▶ Text provided:

★ ★ ★ ★

Exhibition
Data_Blood
12 Mar 2019
Flat 7, 21 Hoxton Square
London, United Kingdom
Opening event 30th May 5-9pm
Opening hours 31st May 10-4pm, 1st June 11-2pm
FREE
Together, like goddesses, they portray a parallel universe, a dream-like reality inhabited by seemingly-familiar creations that are grotesque and tantalizing at the same time.
Alice Morey and Emily Mulenga
Data_Blood 2.0: A Glitch
16 John Islip St, Westminster, London SW1P 4JU, UK
30 May — 1 June 2019
The Chelsea College of Art Cookhouse Gallery is pleased to present Data_Blood 2.0: A Glitch, the second UK exhibition by Alice Morey (b. 1986, London) and Emily Mulenga (b. 1991, Burton-on-Trent). Through the installation, the artists explore humanity’s concern with ensuring human survival, the pursuit for longevity and the quest for immortality. They intertwine controversial topics including medical advancements, technology, what it means to be human, consciousness and evolution. They portray a dystopian future taking place in a surgery room where a hybrid of the organic and technology is pulsating.
Data_Blood 2.0: A Glitch showcases an evolved work by Morey and Mulenga touching on Sigmund Freud’s notion of the uncanny. Morey is predominantly known for works involving decay, femininity and violence through organic materials, while Mulenga investigates pleasure, anxiety, and desire through digital art. Together, like goddesses, they portray a parallel universe, a dream-like reality inhabited by seemingly-familiar creations that are grotesque and tantalizing at the same time. They act as modern-day Dr. Frankenstein, bringing to life a contemporary creature whose life depends on a tablet and narrates a surreal experience.
Morey and Mulenga’s exhibition invites the viewer to contemplate and question future possible outcomes where the data and the blood become one. They expose the instability and the threat of this relationship from the creature’s perspective by narrating its experience after awakening. With the help of the synthetic scent and voices the viewer is transported into this parallel reality, a prototype of experiments that may happen or might be happening in the present. Data_Blood 2.0: A Glitch’s strength lies in the exhibition’s ability to tackle a timeless concern for humankind from a contemporary perspective: overcoming death.
Alice Morey lives and works between London and Berlin, Emily Mulenga lives and works in London.
The exhibition is curated by Luz Hitters and Wil Ceniceros and will be on view from 30 May to 1 June 2019 at the Cookhouse Gallery at the Chelsea College of Art in London.

★ ★ ★ ★

▶ Raw data:
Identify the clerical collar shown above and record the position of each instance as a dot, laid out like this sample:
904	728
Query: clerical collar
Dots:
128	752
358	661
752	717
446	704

★ ★ ★ ★

▶ Activity: Could you reproduce word for word the part of the Data_Blood exhibition text that begins at "Morey and Mulenga’s" and ends after "works in London."?

▶ Solution:
Morey and Mulenga’s exhibition invites the viewer to contemplate and question future possible outcomes where the data and the blood become one. They expose the instability and the threat of this relationship from the creature’s perspective by narrating its experience after awakening. With the help of the synthetic scent and voices the viewer is transported into this parallel reality, a prototype of experiments that may happen or might be happening in the present. Data_Blood 2.0: A Glitch’s strength lies in the exhibition’s ability to tackle a timeless concern for humankind from a contemporary perspective: overcoming death.
Alice Morey lives and works between London and Berlin, Emily Mulenga lives and works in London.